→ **Supplied passage**:
>>>>
RSCJ Uganda/Kenya Province | Sharing my story

MY VOCATION STORY

rscj Rose Gichangi Rose Gichangi, RSCJ

I was born into a catholic family. I was introduced by my parents into the church. My grandmother who was also my Godmother had trained me how to behave in church, participate in different activities like taking readings, cleaning, singing, children games and praying. Little did I know that this was initiating me to what became my interest: serving in the church as a religious after seeing sisters visiting our outstation. I admired them and shared with my mother that I would like to become a sister. She told me I needed first to work hard at school.

When I was in high school I was in contact with the Sisters of Mary Immaculate of Nyeri and the Franciscan Elizabethan Sisters. I was discerning which one to join. I was attracted to God in prayer to help me discern and so I decided to make a parish youth recollection day. The theme was ‘Devotion to the Sacred Hearts of Jesus and Mary’. By the end of the day I felt nourished and inspired. I could feel God very near to me and wondered if that could be the same feeling my mother had as she loved ending her prayers with, ‘Sacred Heart of Jesus, have mercy on us’ which she prayed in our mother tongue. I shared my experience with her and from that time I felt a special attraction to the Heart of Jesus in my relationship with God.
<<<<
→ **Task requirements**:
1/ Reproduce the part of the vocation story between "RSCJ Uganda/Kenya Province" and "hard at school.", inclusive, substituting "aunt" for "grandmother".
2/ In the vocation story, what was the theme of the parish youth recollection day?
3/ Write the next part of the vocation story, picking up after its final sentence.
The material that comes after this has nothing to do with the vocation story.

→ **Source data**:
>>>>
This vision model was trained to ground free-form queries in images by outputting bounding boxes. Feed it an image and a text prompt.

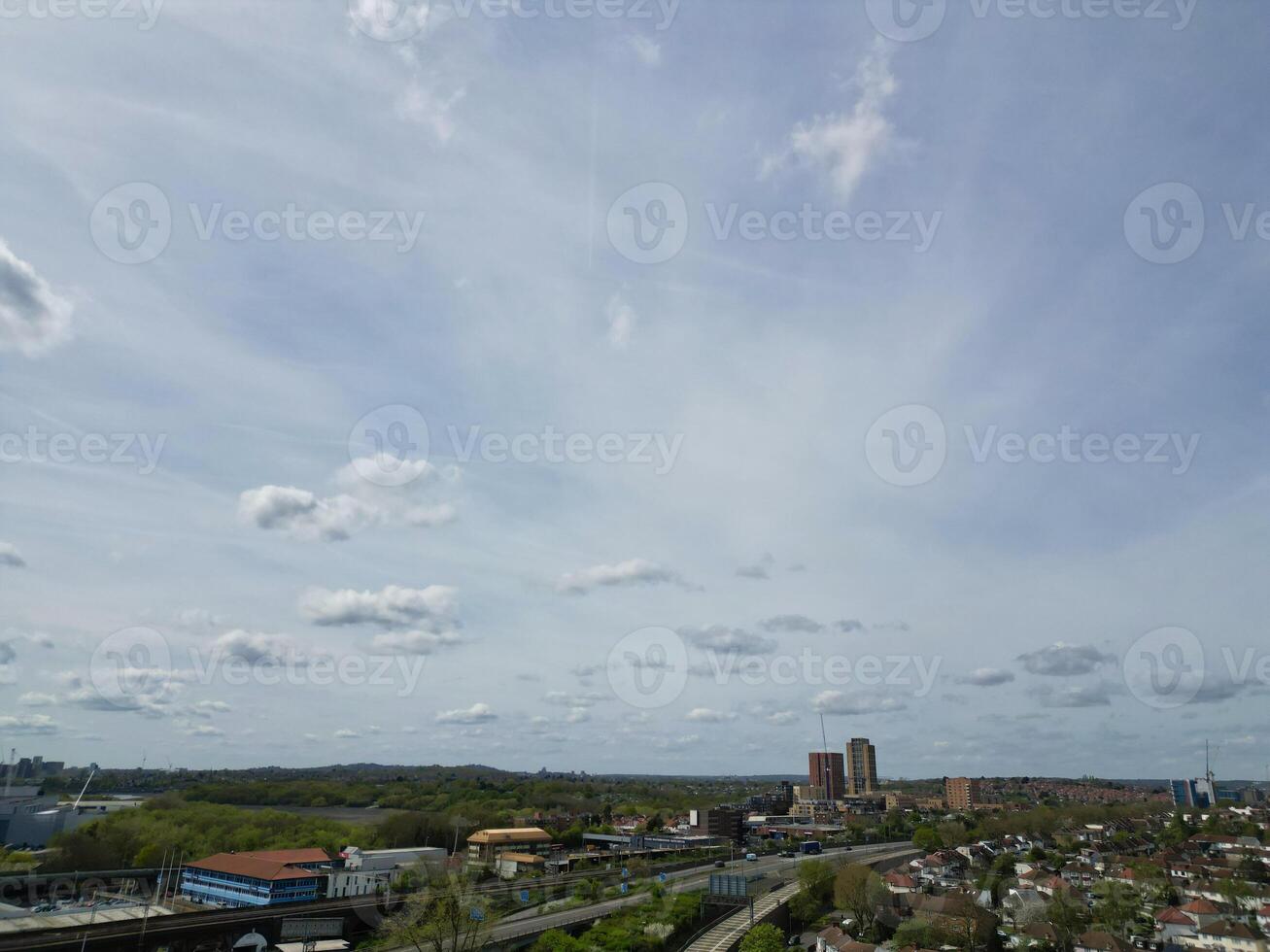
<<<<
→ **Set of answers**:
1/
RSCJ Uganda/Kenya Province | Sharing my story

MY VOCATION STORY

rscj Rose Gichangi Rose Gichangi, RSCJ

I was born into a catholic family. I was introduced by my parents into the church. My aunt who was also my Godmother had trained me how to behave in church, participate in different activities like taking readings, cleaning, singing, children games and praying. Little did I know that this was initiating me to what became my interest: serving in the church as a religious after seeing sisters visiting our outstation. I admired them and shared with my mother that I would like to become a sister. She told me I needed first to work hard at school.

2/ The theme was "Devotion to the Sacred Hearts of Jesus and Mary."

3/
One day during the school holiday, I went to do some reading in the parish library. As I was searching for materials to read, I came across a Seed Magazine. The title of the magazine caught my attention and I picked it up. As I was reading I opened a page where different congregations were advertised and among them was one called "The Society of the Sacred Heart of Jesus," my heart began pumping with joy. I could not believe there was a congregation that devoted itself to glorifying the Heart of Jesus. I went to inquire from the parish priest and he assured me that this was so.

I knew from what I had learned during the day of recollection that the joy within me was a special grace from God. My faith had deepened. I decided to write to the vocation promoter. As I was writing the application letter, I felt strengthened by God. Surprisingly after a month I received a letter from the vocation promoter of the Society of the Sacred Heart. The envelope was bulky carrying detailed information of the congregation. I thanked God for hearing my prayer and for giving me yet another choice. I gave ample time to read the information.

I was full of enthusiasm as I began reading the letter but towards the end of the letter I read, ‘you have to finish high school and get a profession.’ I did not understand as I thought one joined a congregation after secondary school. I was dismayed, shocked and found myself folding the letter and putting it in the bottom of my box. I felt confused. The delight I had experienced earlier was beyond anything I could imagine and now I felt discouraged. I consoled myself that I was still in high school and had two more years before I would graduate.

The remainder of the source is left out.